Excerpts from a dataset:
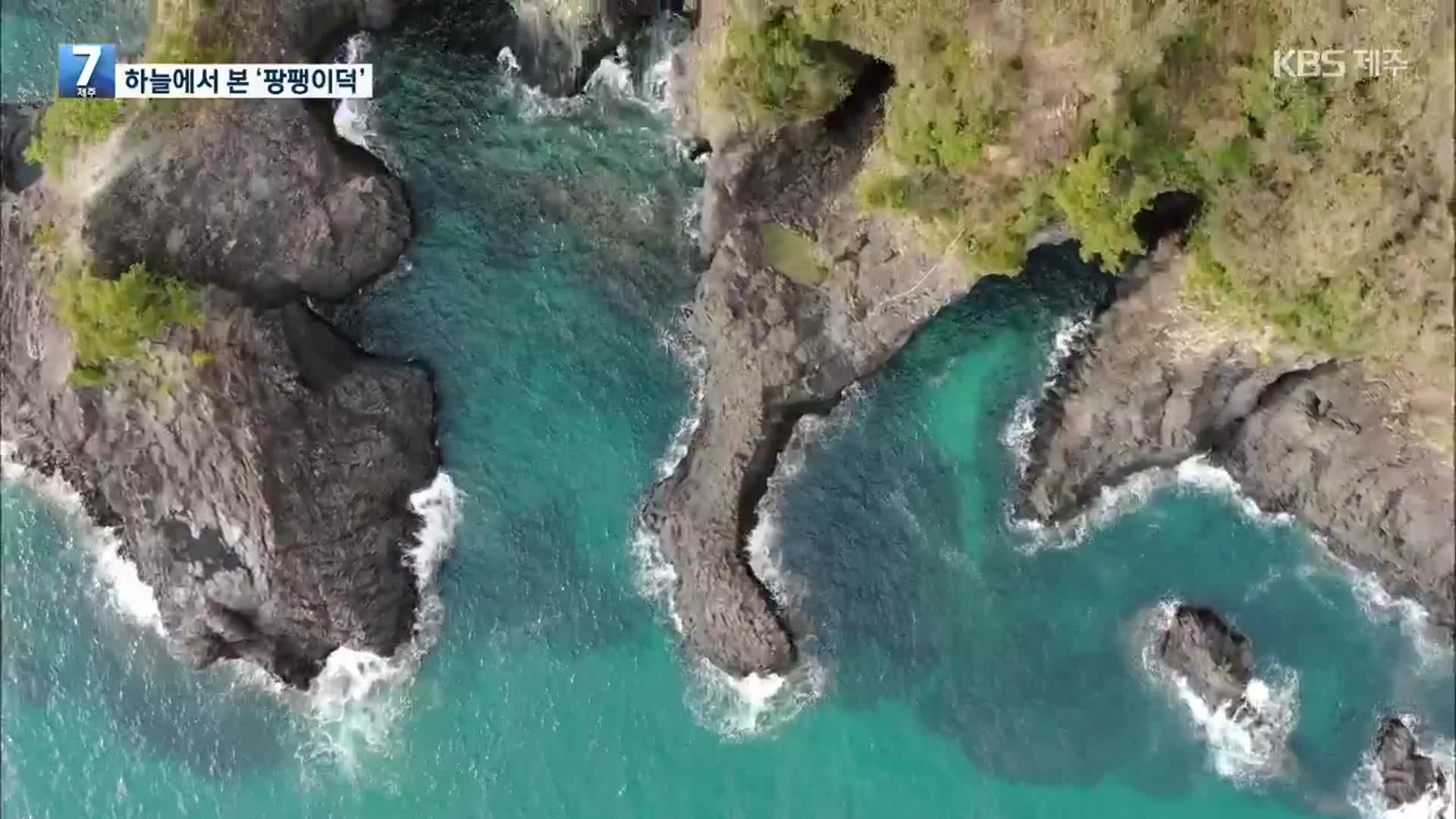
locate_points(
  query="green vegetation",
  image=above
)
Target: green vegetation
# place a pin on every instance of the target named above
(67, 126)
(792, 254)
(187, 31)
(770, 72)
(1327, 202)
(112, 321)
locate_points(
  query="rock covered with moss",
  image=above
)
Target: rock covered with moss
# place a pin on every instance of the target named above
(1302, 435)
(258, 464)
(780, 344)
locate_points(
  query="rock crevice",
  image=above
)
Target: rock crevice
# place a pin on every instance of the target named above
(1302, 435)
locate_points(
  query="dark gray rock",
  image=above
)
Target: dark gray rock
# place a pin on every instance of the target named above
(1307, 436)
(261, 200)
(1405, 774)
(264, 496)
(775, 350)
(1215, 659)
(18, 124)
(258, 199)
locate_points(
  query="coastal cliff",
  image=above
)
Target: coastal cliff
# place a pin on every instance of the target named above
(1305, 435)
(259, 465)
(783, 335)
(845, 155)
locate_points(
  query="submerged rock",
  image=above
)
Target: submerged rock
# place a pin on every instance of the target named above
(1405, 774)
(778, 346)
(1216, 659)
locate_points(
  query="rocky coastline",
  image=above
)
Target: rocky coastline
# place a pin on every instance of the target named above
(778, 349)
(1301, 435)
(264, 494)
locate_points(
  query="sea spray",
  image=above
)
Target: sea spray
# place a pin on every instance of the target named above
(1069, 337)
(1247, 738)
(351, 117)
(112, 573)
(755, 704)
(1196, 474)
(357, 698)
(1367, 792)
(1433, 649)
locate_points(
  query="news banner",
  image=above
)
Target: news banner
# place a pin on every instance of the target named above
(89, 71)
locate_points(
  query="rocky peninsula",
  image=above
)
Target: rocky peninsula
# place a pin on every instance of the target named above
(1302, 433)
(835, 180)
(259, 466)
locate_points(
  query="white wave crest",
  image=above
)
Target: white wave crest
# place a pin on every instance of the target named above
(612, 76)
(1379, 605)
(1194, 474)
(351, 117)
(112, 573)
(1069, 337)
(356, 701)
(1248, 738)
(745, 707)
(1367, 792)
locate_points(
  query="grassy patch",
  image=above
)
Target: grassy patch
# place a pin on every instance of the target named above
(1327, 203)
(112, 321)
(67, 126)
(792, 254)
(187, 31)
(772, 74)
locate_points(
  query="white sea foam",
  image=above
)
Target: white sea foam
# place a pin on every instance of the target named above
(1072, 331)
(357, 698)
(612, 76)
(1432, 648)
(351, 117)
(1194, 474)
(112, 573)
(1247, 739)
(755, 704)
(1367, 795)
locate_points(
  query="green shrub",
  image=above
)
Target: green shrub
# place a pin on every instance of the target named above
(772, 74)
(187, 31)
(1100, 196)
(112, 319)
(792, 254)
(67, 126)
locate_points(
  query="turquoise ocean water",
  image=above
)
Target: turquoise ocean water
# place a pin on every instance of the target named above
(959, 665)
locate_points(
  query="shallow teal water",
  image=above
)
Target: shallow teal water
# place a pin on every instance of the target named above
(965, 672)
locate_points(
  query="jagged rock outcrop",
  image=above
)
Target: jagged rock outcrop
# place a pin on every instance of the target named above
(265, 494)
(1212, 656)
(1308, 436)
(1405, 774)
(18, 124)
(775, 350)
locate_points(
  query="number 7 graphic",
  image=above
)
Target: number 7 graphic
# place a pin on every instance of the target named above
(92, 55)
(88, 71)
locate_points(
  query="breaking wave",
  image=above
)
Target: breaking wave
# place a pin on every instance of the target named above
(351, 117)
(1196, 474)
(1069, 337)
(112, 573)
(356, 700)
(1247, 739)
(755, 704)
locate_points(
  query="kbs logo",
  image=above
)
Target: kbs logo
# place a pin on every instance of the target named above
(1337, 63)
(86, 71)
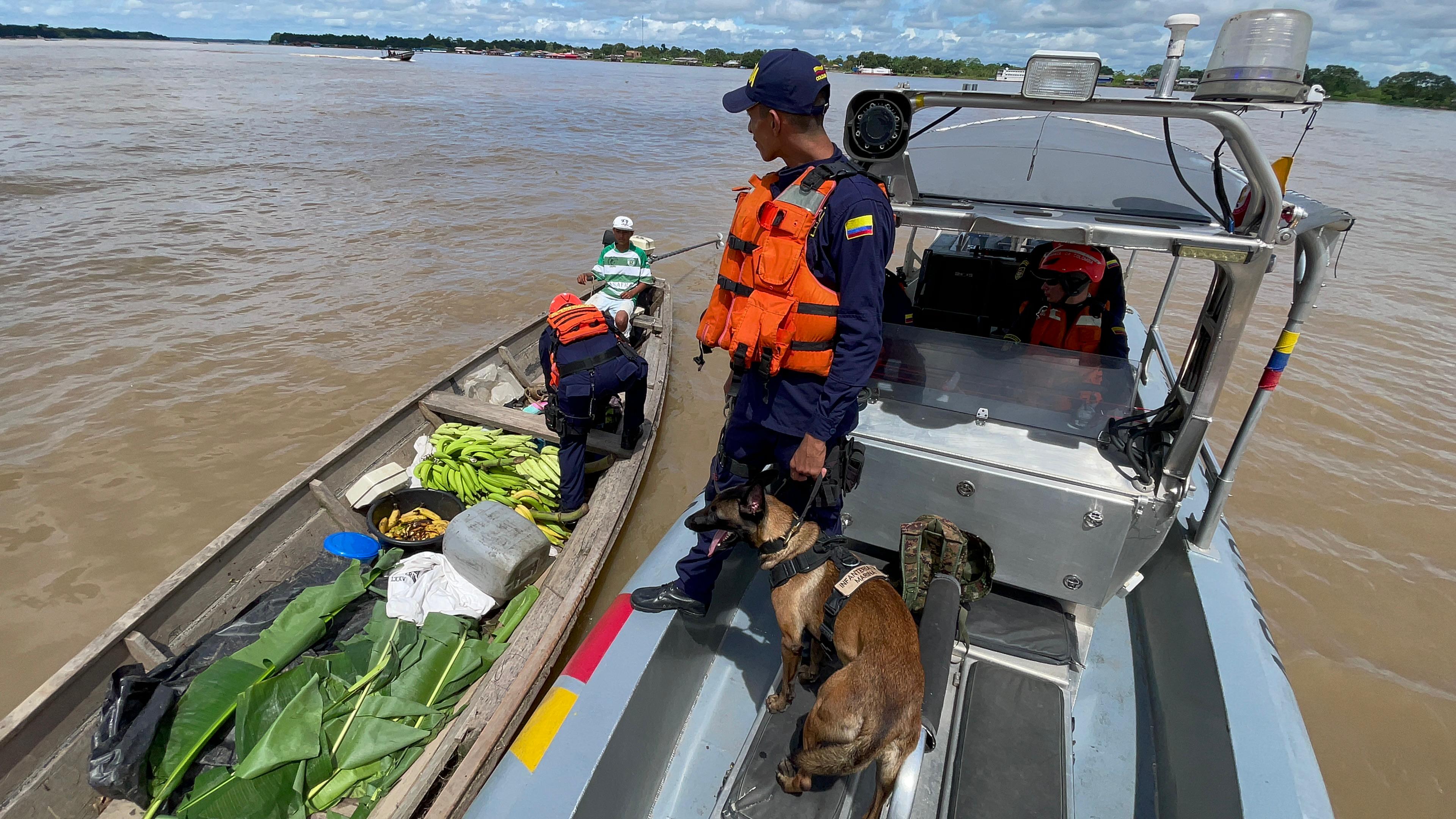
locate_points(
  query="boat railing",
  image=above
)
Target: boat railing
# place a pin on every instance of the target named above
(1241, 257)
(1222, 116)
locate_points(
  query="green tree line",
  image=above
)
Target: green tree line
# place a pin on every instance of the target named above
(1421, 89)
(50, 33)
(428, 41)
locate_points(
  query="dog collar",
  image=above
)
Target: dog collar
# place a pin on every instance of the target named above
(809, 562)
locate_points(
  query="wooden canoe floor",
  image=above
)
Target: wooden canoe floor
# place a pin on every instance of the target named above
(499, 703)
(44, 741)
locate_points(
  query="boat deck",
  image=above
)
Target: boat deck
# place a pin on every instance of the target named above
(1052, 709)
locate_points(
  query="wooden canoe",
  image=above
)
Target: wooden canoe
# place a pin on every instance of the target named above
(46, 741)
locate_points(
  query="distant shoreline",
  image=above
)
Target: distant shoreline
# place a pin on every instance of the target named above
(53, 33)
(970, 69)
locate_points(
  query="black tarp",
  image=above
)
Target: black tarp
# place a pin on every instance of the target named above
(137, 701)
(1021, 624)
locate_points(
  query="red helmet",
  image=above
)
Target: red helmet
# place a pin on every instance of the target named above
(1071, 264)
(565, 299)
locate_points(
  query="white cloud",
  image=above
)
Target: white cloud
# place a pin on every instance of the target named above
(1378, 37)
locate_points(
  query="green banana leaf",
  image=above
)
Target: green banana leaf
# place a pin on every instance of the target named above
(218, 795)
(443, 637)
(292, 738)
(212, 697)
(370, 739)
(338, 786)
(203, 709)
(303, 621)
(515, 614)
(392, 707)
(260, 706)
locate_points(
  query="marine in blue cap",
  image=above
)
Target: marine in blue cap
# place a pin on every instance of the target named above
(795, 413)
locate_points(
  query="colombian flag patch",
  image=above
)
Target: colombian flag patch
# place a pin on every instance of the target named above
(860, 226)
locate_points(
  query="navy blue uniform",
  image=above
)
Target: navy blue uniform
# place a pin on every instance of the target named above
(774, 414)
(580, 392)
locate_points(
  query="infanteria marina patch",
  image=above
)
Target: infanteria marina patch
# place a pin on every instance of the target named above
(857, 577)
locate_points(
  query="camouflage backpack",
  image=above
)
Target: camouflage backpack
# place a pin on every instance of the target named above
(934, 544)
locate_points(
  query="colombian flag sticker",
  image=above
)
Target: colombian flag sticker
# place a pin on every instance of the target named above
(860, 226)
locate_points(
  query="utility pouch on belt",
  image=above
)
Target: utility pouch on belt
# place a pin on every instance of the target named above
(552, 414)
(934, 544)
(845, 465)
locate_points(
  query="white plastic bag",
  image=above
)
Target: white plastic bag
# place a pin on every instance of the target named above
(426, 584)
(423, 451)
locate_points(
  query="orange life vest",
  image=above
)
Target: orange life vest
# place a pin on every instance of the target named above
(1079, 330)
(576, 323)
(768, 309)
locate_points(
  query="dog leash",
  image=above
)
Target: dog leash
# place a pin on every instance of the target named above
(799, 518)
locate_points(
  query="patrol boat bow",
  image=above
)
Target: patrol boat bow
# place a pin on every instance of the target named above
(1122, 667)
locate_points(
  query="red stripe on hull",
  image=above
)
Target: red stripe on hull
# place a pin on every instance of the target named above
(589, 655)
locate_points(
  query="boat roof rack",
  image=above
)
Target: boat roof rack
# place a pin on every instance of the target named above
(1053, 221)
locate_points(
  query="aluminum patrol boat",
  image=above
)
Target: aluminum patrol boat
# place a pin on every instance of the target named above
(1123, 665)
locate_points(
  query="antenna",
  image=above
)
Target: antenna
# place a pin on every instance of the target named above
(1180, 25)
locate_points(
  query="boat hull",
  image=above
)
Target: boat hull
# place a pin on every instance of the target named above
(46, 741)
(1174, 700)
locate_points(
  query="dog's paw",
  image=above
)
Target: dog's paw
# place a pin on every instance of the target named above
(788, 777)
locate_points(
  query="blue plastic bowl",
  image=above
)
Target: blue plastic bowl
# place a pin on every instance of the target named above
(351, 546)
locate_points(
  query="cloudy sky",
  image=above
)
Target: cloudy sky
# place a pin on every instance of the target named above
(1378, 37)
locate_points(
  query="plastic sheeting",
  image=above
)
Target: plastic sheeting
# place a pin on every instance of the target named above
(136, 701)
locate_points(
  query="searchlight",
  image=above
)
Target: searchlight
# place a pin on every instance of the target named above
(1062, 75)
(1260, 57)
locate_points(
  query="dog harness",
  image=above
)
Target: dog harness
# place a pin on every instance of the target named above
(852, 575)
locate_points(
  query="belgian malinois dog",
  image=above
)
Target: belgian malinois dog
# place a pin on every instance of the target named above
(870, 710)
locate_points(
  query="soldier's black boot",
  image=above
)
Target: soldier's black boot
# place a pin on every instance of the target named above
(666, 598)
(632, 438)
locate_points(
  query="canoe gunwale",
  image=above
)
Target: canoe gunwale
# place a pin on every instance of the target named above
(44, 736)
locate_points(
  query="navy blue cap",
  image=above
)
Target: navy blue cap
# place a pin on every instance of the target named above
(785, 79)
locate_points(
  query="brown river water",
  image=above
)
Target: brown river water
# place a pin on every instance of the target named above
(219, 261)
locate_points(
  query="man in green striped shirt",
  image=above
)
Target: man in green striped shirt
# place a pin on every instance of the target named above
(627, 271)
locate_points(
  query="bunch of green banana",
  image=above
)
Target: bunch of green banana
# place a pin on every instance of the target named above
(480, 464)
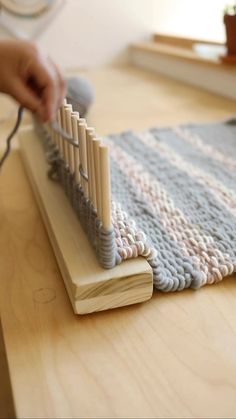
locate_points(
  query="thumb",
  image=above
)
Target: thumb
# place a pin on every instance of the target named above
(24, 95)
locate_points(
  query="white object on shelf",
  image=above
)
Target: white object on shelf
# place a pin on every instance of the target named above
(209, 51)
(30, 22)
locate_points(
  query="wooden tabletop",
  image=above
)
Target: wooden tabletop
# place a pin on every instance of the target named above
(173, 356)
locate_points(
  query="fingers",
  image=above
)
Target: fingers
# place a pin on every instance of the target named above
(24, 95)
(51, 84)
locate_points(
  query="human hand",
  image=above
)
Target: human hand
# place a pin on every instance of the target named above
(31, 78)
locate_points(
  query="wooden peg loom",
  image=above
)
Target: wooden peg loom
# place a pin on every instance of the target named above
(79, 219)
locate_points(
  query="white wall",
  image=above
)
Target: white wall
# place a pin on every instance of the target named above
(96, 32)
(202, 19)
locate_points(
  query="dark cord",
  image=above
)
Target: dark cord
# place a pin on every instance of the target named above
(11, 135)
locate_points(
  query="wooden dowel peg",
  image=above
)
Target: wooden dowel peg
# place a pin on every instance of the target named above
(89, 133)
(75, 134)
(96, 142)
(64, 143)
(82, 141)
(60, 139)
(68, 111)
(105, 186)
(94, 193)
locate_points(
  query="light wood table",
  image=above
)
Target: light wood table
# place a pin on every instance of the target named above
(173, 356)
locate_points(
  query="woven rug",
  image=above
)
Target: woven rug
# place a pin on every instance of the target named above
(177, 187)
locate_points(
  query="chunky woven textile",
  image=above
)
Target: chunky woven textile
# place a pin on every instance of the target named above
(174, 202)
(179, 185)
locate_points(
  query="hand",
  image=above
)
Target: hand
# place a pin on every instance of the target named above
(31, 78)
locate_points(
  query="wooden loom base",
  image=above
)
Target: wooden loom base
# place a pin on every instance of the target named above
(90, 287)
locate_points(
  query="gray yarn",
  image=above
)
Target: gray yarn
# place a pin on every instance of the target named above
(179, 186)
(174, 269)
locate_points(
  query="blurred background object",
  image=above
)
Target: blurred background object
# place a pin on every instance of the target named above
(230, 28)
(27, 18)
(90, 33)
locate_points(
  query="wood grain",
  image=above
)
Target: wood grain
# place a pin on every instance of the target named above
(90, 287)
(173, 356)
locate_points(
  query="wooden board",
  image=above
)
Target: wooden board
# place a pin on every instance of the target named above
(90, 287)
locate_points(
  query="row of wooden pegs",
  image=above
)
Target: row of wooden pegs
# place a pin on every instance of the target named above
(90, 157)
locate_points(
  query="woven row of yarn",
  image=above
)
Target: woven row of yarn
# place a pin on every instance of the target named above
(166, 276)
(131, 242)
(196, 141)
(172, 219)
(201, 245)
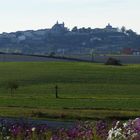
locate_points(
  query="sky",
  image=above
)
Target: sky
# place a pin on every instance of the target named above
(22, 15)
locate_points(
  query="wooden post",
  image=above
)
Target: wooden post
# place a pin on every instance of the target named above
(56, 91)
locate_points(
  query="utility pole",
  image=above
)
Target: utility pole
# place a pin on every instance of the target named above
(56, 91)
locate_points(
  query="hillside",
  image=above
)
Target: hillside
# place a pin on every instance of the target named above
(59, 40)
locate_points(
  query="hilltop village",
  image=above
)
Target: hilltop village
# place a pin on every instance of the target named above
(60, 40)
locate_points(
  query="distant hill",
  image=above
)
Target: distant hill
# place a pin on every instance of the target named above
(59, 40)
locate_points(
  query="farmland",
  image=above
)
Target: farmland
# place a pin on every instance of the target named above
(85, 90)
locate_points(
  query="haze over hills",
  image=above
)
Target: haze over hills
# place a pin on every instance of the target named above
(60, 40)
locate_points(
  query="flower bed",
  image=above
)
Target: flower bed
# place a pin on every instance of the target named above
(100, 130)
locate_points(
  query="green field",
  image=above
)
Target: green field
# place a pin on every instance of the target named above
(86, 90)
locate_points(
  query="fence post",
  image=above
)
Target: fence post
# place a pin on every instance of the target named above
(56, 91)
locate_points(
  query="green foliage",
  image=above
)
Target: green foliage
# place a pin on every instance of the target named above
(82, 86)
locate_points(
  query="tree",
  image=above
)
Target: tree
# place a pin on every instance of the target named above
(13, 86)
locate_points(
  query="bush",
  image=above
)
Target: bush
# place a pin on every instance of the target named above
(113, 61)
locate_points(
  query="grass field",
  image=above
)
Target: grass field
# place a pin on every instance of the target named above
(86, 90)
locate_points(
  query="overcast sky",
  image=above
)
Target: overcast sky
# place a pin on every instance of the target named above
(37, 14)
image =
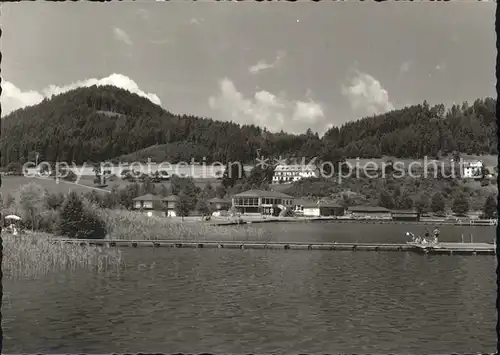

Problem requirements: Could you reproduce, exactly, every line above from the line with "Target: red helmet" to the line with "Target: green banana leaf", and no other line? Both ends count.

Solution to the problem:
Target: red helmet
# place a pin on every instance of the target named above
(1071, 264)
(565, 299)
locate_points(
  query="white cloud",
  image=above
)
Target: white cloud
# place a pin on every instance of the target named above
(1378, 37)
locate_points(
  query="green banana leaf",
  image=above
)
Target: green banana leaf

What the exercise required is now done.